### The data
%%

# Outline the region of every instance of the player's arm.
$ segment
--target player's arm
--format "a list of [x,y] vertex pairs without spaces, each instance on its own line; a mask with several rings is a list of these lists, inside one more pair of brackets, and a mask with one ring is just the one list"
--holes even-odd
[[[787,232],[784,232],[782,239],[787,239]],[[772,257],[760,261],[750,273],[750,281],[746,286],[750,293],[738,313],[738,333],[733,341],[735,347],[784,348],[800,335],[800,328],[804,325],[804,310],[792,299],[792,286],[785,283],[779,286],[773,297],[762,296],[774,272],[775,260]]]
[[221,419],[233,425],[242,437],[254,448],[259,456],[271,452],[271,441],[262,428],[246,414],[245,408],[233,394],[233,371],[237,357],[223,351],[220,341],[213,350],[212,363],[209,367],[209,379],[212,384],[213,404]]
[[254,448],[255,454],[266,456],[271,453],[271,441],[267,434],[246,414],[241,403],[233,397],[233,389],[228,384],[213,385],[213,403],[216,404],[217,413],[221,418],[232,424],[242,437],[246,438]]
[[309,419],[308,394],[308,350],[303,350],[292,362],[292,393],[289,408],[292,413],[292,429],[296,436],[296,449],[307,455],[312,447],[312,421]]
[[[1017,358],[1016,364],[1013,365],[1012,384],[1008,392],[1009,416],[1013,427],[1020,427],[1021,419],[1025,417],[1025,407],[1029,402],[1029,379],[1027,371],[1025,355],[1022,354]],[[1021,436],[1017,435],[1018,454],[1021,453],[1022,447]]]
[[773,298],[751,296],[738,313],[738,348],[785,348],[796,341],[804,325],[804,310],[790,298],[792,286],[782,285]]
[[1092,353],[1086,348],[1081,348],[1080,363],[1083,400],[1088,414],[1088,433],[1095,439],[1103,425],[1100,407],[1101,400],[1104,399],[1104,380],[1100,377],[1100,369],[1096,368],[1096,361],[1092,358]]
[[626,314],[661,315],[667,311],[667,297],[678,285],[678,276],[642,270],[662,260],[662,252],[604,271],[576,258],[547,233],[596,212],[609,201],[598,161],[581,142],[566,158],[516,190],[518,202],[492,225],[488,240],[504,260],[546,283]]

%%

Please go through the data above and copy every line that has the word "player".

### Answer section
# Outline the region of every instance of the player's arm.
--target player's arm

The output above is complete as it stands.